Natural-language object grounding data:
◆ ◆ ◆ ◆ ◆
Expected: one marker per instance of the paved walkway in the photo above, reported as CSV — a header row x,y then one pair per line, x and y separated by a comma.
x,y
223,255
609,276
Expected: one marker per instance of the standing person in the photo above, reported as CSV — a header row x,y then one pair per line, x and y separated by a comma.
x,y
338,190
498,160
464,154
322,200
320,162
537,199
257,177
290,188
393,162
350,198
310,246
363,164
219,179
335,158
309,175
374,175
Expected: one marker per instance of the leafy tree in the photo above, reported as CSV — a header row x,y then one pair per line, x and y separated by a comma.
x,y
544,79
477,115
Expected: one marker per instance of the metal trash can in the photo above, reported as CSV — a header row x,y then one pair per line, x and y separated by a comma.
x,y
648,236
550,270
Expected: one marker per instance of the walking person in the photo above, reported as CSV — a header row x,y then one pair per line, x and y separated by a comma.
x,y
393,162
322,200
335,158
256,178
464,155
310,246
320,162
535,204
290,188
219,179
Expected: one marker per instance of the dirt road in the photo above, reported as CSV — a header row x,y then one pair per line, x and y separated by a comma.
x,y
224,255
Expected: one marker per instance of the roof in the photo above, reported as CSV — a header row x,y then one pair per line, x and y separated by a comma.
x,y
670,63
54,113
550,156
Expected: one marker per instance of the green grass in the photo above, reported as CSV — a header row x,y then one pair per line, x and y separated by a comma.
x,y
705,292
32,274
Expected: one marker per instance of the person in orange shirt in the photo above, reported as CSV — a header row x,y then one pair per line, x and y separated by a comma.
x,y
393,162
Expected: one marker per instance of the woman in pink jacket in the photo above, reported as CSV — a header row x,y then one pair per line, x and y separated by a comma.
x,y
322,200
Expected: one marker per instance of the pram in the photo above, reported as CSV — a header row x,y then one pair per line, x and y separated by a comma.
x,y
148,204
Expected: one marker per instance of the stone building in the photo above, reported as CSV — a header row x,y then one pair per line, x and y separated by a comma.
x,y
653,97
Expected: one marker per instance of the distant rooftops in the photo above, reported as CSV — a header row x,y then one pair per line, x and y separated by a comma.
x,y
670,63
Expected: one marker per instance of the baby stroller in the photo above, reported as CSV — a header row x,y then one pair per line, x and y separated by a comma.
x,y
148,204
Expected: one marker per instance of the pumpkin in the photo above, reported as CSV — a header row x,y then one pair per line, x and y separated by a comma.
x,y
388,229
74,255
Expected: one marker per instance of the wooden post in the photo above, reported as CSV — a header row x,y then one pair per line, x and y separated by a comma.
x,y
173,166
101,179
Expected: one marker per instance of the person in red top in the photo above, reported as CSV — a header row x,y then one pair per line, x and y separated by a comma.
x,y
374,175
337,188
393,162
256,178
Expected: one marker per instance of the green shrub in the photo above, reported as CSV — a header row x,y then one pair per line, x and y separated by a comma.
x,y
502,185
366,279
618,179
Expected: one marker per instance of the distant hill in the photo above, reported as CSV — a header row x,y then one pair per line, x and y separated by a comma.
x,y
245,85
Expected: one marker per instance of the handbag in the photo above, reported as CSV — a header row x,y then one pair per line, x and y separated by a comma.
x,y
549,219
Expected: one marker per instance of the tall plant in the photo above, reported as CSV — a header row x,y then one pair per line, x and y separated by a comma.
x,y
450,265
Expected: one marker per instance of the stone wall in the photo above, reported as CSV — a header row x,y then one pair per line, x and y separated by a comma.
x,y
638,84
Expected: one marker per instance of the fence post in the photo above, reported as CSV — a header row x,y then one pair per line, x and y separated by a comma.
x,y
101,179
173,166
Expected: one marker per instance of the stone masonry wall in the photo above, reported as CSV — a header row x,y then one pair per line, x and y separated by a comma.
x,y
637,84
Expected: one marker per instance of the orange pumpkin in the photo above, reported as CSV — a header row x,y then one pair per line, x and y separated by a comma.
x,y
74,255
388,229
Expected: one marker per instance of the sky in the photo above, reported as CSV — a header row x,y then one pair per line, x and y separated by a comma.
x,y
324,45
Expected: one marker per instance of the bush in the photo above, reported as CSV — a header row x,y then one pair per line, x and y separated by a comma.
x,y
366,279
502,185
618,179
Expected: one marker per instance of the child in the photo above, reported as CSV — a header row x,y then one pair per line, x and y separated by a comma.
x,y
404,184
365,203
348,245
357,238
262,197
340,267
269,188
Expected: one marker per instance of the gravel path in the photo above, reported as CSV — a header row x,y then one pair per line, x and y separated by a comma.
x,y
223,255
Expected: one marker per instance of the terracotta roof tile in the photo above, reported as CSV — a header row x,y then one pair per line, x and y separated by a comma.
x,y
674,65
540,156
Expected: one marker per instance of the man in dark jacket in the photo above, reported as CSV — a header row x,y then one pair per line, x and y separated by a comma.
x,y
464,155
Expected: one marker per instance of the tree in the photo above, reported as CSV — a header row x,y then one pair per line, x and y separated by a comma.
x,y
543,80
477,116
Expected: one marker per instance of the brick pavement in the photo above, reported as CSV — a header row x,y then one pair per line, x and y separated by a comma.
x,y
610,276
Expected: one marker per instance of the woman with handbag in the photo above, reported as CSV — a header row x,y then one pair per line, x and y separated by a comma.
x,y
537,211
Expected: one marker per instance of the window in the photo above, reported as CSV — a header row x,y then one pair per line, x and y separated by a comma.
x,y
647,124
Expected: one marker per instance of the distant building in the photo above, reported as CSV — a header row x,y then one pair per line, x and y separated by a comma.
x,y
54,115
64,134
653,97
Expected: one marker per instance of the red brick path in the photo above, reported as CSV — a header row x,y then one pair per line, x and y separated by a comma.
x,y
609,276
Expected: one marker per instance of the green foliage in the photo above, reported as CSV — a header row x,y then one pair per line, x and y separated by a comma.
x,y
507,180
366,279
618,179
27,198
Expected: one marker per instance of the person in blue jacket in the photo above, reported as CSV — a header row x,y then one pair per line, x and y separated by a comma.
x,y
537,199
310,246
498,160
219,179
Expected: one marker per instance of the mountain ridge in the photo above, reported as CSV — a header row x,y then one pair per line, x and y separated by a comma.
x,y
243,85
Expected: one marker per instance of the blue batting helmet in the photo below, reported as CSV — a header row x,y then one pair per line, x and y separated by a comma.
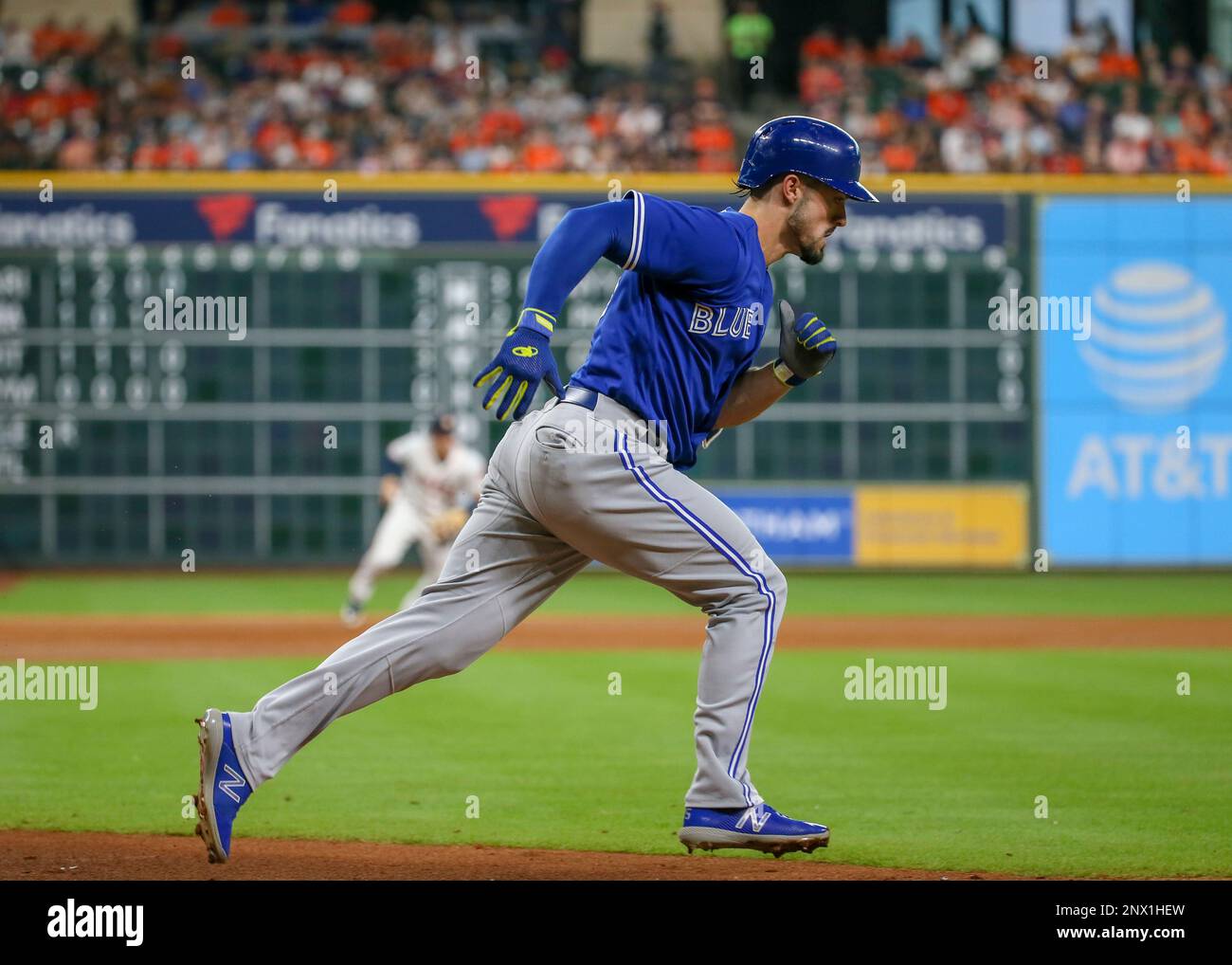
◆ ◆ ◆ ◆ ◆
None of the pictures should be copied, but every record above must be returned exactly.

Answer space →
Expected: one marker per instance of the paved walkway in the photo above, reported as CSV — a header row x,y then one pair per line, x and y separated by a comma.
x,y
223,255
609,276
Expected: one marker per instance of the standing person in the photo above, reported as CSV — a header row x,y then one pair per line, x and y separated by a comma.
x,y
338,190
498,160
464,154
322,200
320,162
537,199
257,177
290,188
393,162
350,198
310,246
363,164
219,179
335,158
309,175
374,175
Expected: one marker per instance of the leafy tree in the photo above, reported as CSV — a header row x,y then one pair per line, x and y separated by a comma.
x,y
544,79
477,115
Expected: one marker per instance of the metal trash can in the photo above, reported as CSV — a header row x,y then one pair per line, x and y separated by a comma.
x,y
648,236
550,270
Expected: one marker per instance of the walking person in the photo above, reported as CSV — a header row x,y then one pair per line, x and y separated by a comma.
x,y
393,162
322,200
335,158
256,178
464,155
310,246
320,162
535,204
290,188
219,179
Expected: one marker per instance of the dirt road in the photo above, reported as CSV — a header row x,y then one pair per line, x and y separated by a comma.
x,y
224,255
Expected: one marker per instance of the roof in the photo above, reported as CSV — a header row x,y then one pair per line, x and y separated by a comma.
x,y
670,63
54,113
550,156
Expected: one marker per instance of the green grass in the photo above, reported as CSV — a header row x,y then one pair per line, x and y separated by a comma.
x,y
705,292
32,274
Expected: one marker per instance of the person in orange shirt in the photo above, reported as CSV — a header row x,y then one pair per line, x and y separated by a comma.
x,y
393,162
Expected: one marker per instance of the woman in pink jacket in the photo above, reported as CSV — a header row x,y then one pair per line, x and y separated by a comma.
x,y
322,200
Expected: one marker per instance of the pram in the photo above, reported as CSV — a header row x,y then one pair per line, x and y separated by a comma.
x,y
148,204
Expected: one marker per instance of the stone building in the photo above, reported as CSV — a header row x,y then one pair per line, x and y separated by a comma.
x,y
653,97
Expected: one marker per instance of the distant rooftops in the photo above, reported as CSV — a header row x,y then one pair per line, x and y separated by a comma.
x,y
670,63
Expected: one marker per instance of the baby stroller in the photo above, reported as CSV — a header row x,y then one pair per line, x and y separated by a comma.
x,y
148,204
Expected: one marker per instance of the pumpkin in the photo above, reported as CSV — a header row x,y then one pair per line, x and y separated by a comma.
x,y
388,229
74,255
Expected: one marker per instance of the wooden post in the photo above, reported as CSV — a header row x,y then one pair per line, x and y separated by a comma.
x,y
173,166
101,179
Expected: one marker per instance of the person in red top in the photo above, reported as CSV — a header row x,y then one pair per line, x and y separated by a comma.
x,y
374,175
337,188
393,162
256,178
Expected: one marker per instance of the green shrub in the photo above, reported as CSV — a header row x,y then one pair per line, x and y separated by a comma.
x,y
502,185
366,279
618,179
Expected: one marker per instance of the distant hill in the photo above, reported as CSV — a header row x,y then one pair per line, x and y separated by a comma.
x,y
245,85
Expected: one marker per instance of the handbag in the photo above, reported as CSV — a header row x,y then one pair per line, x and y separated by a comma.
x,y
549,219
Expected: one marker per instance of the tall plant in the photo above, reported as CSV — a header row x,y then one pair per line, x and y separated by a comma.
x,y
450,265
Expected: one marker per instance of the stone wall in the photo above, reported as CSV — a header row x,y then one pair per line, x and y separated by a comma.
x,y
638,84
Expected: one marker per instance of the fence post in the photo above, reported as CSV — a header row x,y then one pair per line, x and y separated by a comma.
x,y
101,179
173,166
Expected: one marker per instance of the stone masonry wall in the photo above, reported as CSV — a header row x,y then one pair per line, x and y separated by a comma.
x,y
637,84
Expected: one marker per instance of the orange pumpkin in the photo above, reported as CSV — a header row x,y then one pair per line, x and y separated by a comma.
x,y
74,255
388,229
Expected: one marker per instance of the sky in the photo above, reported as CSV — a header row x,y then one pair per line, x and y separated by a comma.
x,y
324,45
Expected: one marker per instance of the bush in the photo above, reported as CSV — a header row x,y then one pair per line, x and y separated by a comma.
x,y
366,279
502,185
618,179
Expected: one marker per instance of the child in the photo above, reported as CSV — a header row x,y then one pair per line, x and y separated by a comma.
x,y
404,184
365,203
348,245
357,238
262,197
340,267
269,188
Expected: one marker per instance of the gravel path in the photo above, reported as CSV — a header row x,y then one pair per line, x and y separated by a comma.
x,y
223,255
Expected: one marker per instance of the terracotta roof tile in the photo above, reported as CSV — a header row x,y then one pair per line, x and y separated by a comma.
x,y
674,65
540,156
Expected: one marker per instance of the man in dark jacket in the photo above, reported as CSV — a header row x,y then one pair per line, x and y separated by a comma.
x,y
464,155
Expected: one marker per instance of the tree in the photo above, reported as CSV — a header row x,y then one pair per line, x and y separated by a comma.
x,y
543,80
477,116
Expected: one marker per instance of the brick pavement in the photo above, reported as CSV — a header row x,y then one pair per line, x and y separated by a comma.
x,y
610,276
Expected: one marker per instance of the woman with handbag in the photo above, reported as CSV — a header row x,y then one pair per line, x and y separated by a comma.
x,y
537,211
Expected: one marker per instance of the window in the photo above, reported as CSV — a header row x,y then one pair per line, x and y separated by a comma.
x,y
647,124
Expected: one marker per instance of the distant building in the photo above, reported as CSV — a header row x,y then one pair per line, x and y separated by a comma.
x,y
54,115
64,134
653,97
Expected: one marker per instance of the red brick path in the photo above, reported as CSV — a header row x,y then one pair per line, x and y separated by a comma.
x,y
609,276
Expected: one marker per instance of the green foliage in the photo above, reported as CSV — a header row x,y then one pair per line, x and y separated by a comma.
x,y
507,180
366,279
618,179
27,198
Expected: one marker per instance of the person in blue jacket in the photo above, reported as CSV — a header row x,y then one pair per line, x and y separated by a comma.
x,y
537,199
310,246
498,160
219,179
Expected: one marker per instance of the mountain ridge in the photo above, reported as CSV — a header row x,y then one pair per line, x and y separated by a comma.
x,y
243,85
Expected: one marker per instance of the blue batting helmet in the photo below, reported as CSV — a header row x,y then one pair per line, x and y separated by a comma.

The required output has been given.